SUPPLIED TEXT:
##############################

The State of Provincial Social Assistance in Canada

To mark the publication this week of the newest book in the Johnson-Shoyama Series on Public Policy—Welfare Reform in Canada: Provincial Social Assistance in Comparative Perspective, edited by Daniel Béland and Pierre-Marc Daigneault—the authors provide the following summary of social assistance issues and necessary reforms. The Johnson-Shoyama Series focuses on important themes in provincial public policy and is intended both to explore the range of policy variation across Canada in comparison with federal and international patterns, and to present viable alternatives.

##############################

RAW DATA:
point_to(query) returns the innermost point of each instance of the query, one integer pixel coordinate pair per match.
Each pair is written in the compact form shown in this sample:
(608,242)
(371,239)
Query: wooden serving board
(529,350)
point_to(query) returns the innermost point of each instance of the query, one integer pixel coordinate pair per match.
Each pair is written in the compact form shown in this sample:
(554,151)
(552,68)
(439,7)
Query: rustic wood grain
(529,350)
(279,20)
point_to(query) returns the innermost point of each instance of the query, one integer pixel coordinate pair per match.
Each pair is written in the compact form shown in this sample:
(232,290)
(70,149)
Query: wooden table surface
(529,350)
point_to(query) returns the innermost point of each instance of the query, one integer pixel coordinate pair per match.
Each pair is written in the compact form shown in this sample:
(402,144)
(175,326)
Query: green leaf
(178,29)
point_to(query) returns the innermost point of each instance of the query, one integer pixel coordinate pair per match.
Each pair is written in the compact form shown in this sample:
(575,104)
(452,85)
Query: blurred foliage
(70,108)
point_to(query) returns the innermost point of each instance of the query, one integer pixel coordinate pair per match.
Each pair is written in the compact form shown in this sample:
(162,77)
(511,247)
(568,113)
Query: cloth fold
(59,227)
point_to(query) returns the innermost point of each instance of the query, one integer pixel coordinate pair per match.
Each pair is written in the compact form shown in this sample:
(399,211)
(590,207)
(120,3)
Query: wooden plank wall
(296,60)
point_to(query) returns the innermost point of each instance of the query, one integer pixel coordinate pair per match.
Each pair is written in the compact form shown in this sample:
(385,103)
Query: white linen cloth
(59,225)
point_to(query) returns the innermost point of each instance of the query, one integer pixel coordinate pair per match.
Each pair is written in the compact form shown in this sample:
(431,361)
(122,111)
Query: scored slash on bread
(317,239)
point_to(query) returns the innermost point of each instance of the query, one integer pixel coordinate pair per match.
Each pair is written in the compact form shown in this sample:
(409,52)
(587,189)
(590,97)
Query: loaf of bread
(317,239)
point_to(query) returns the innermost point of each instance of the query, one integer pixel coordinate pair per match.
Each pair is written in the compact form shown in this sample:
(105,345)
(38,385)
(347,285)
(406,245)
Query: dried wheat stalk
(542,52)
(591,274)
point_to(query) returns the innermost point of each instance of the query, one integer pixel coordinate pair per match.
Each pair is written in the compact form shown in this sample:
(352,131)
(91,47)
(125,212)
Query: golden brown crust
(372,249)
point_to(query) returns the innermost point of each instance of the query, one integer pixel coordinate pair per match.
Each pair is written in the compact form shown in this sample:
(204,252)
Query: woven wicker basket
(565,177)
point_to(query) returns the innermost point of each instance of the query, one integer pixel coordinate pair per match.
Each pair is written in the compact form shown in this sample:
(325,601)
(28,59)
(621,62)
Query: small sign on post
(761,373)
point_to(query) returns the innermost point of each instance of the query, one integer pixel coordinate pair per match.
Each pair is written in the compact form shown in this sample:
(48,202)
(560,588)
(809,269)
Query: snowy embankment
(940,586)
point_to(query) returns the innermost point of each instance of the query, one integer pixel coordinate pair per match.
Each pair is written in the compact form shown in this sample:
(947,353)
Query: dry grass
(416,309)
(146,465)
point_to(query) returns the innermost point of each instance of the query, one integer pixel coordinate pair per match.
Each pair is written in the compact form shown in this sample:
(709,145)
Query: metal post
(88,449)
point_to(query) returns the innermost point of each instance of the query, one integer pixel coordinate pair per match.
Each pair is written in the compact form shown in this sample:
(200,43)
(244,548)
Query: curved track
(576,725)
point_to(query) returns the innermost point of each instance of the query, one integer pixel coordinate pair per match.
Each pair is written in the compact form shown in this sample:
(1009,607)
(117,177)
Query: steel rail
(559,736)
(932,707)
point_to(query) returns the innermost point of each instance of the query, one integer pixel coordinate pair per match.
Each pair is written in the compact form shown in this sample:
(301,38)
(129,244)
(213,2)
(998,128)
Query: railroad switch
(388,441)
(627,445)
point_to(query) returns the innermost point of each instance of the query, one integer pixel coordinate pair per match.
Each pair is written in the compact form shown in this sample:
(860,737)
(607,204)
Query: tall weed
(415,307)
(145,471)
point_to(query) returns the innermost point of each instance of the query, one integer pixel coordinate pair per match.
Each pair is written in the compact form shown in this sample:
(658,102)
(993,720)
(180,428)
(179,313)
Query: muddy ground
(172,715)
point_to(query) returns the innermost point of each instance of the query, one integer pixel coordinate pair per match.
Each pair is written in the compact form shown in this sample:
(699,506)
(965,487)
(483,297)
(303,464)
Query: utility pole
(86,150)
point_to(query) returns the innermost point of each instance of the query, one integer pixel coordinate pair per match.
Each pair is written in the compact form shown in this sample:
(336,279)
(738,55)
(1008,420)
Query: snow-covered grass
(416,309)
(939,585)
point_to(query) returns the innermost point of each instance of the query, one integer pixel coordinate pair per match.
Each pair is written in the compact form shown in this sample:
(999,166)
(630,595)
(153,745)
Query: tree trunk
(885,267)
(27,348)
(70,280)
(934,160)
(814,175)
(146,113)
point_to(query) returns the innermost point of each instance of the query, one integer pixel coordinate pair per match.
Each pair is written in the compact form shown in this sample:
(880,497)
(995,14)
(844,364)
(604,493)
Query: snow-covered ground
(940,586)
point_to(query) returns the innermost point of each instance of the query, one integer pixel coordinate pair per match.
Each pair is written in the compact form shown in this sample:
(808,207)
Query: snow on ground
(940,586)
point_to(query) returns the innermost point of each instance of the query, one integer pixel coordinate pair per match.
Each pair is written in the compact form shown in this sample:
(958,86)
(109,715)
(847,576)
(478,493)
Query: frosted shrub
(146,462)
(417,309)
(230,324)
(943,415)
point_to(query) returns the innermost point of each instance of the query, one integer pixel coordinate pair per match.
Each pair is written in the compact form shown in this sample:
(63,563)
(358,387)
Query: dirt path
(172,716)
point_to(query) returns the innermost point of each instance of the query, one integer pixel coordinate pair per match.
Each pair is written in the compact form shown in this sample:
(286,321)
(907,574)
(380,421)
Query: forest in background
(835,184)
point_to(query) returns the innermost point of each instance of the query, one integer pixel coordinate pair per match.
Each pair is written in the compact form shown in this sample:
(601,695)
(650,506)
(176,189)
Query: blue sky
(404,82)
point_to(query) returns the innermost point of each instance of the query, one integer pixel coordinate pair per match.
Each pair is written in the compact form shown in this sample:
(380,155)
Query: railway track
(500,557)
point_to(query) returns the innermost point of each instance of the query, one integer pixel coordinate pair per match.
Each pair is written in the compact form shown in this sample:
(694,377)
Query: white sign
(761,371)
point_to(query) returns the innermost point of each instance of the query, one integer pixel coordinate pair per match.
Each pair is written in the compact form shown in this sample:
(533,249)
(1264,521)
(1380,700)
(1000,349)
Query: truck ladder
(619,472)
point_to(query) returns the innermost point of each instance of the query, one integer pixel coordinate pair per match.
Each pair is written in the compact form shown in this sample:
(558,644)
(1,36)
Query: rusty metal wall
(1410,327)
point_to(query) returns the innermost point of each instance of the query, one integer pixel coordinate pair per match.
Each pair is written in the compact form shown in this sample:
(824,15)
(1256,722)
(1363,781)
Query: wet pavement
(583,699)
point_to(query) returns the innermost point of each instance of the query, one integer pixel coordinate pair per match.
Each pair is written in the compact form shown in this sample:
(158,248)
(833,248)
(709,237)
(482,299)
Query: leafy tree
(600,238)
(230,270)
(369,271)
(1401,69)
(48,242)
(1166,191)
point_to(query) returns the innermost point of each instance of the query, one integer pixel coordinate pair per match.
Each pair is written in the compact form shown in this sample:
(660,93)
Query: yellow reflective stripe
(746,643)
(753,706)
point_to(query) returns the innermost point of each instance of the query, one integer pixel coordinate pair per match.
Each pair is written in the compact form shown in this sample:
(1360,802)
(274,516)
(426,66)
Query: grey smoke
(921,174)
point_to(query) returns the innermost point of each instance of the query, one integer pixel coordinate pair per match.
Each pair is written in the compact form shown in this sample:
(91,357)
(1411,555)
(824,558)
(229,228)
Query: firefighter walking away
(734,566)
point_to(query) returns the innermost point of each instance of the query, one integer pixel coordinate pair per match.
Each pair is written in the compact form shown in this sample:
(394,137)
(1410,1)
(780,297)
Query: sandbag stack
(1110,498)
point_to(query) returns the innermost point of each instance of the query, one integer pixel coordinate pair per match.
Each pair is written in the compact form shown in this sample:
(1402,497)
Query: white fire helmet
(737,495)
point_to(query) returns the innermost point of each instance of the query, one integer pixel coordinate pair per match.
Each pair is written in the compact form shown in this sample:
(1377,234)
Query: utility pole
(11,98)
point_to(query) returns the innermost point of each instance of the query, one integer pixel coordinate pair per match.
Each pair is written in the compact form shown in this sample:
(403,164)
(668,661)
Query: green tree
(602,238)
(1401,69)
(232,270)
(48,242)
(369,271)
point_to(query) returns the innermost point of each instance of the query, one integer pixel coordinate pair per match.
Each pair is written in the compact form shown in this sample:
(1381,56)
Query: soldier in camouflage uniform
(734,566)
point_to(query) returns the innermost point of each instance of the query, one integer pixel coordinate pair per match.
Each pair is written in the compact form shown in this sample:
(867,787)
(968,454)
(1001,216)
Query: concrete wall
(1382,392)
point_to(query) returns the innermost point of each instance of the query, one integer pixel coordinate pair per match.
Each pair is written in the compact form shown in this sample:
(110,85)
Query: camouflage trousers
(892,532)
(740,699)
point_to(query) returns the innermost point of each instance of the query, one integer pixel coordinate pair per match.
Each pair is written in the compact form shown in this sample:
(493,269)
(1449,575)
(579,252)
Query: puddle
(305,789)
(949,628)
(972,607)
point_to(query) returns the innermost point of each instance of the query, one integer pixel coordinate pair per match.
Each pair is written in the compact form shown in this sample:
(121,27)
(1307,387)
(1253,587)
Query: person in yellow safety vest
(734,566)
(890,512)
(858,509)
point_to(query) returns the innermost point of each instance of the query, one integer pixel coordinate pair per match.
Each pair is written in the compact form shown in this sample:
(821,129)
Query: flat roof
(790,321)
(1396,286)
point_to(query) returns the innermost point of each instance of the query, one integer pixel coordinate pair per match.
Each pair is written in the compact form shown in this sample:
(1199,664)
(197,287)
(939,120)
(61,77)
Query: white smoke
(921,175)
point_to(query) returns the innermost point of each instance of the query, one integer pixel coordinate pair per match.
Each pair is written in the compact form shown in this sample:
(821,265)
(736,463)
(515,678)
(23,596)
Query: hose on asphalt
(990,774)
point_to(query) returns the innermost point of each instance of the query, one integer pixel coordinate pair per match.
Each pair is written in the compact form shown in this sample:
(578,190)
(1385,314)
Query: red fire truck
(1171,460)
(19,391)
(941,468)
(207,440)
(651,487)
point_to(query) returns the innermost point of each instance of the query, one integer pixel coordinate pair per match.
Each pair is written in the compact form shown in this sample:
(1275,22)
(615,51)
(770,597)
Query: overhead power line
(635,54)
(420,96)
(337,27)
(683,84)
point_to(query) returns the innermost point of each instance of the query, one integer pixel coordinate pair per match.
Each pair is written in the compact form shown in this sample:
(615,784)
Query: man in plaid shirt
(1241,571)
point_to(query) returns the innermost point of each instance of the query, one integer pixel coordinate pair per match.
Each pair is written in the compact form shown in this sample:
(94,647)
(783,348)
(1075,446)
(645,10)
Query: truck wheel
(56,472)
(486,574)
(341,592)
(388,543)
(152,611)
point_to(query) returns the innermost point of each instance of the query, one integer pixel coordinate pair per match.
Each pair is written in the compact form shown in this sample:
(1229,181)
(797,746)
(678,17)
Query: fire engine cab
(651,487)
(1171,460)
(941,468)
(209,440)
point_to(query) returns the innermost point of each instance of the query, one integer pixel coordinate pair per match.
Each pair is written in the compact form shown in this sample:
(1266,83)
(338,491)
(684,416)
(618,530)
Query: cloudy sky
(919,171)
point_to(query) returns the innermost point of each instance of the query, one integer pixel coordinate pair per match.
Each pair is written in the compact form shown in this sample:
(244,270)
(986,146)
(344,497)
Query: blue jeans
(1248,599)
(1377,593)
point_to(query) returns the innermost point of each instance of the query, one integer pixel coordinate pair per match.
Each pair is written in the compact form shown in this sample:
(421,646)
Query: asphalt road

##############################

TO BE DONE:
Do these statements agree with the text on provincial social assistance in Canada? Answer yes or no for each and quote the deciding words. (a) The new book was edited by Daniel Béland and Pierre-Marc Daigneault. (b) The Johnson-Shoyama Series focuses on themes in federal public policy. (c) One aim of the series is to present viable alternatives.

COMPLETED EXERCISE:
(a) Yes: "edited by Daniel Béland and Pierre-Marc Daigneault"
(b) No: "focuses on important themes in provincial public policy"
(c) Yes: "and to present viable alternatives"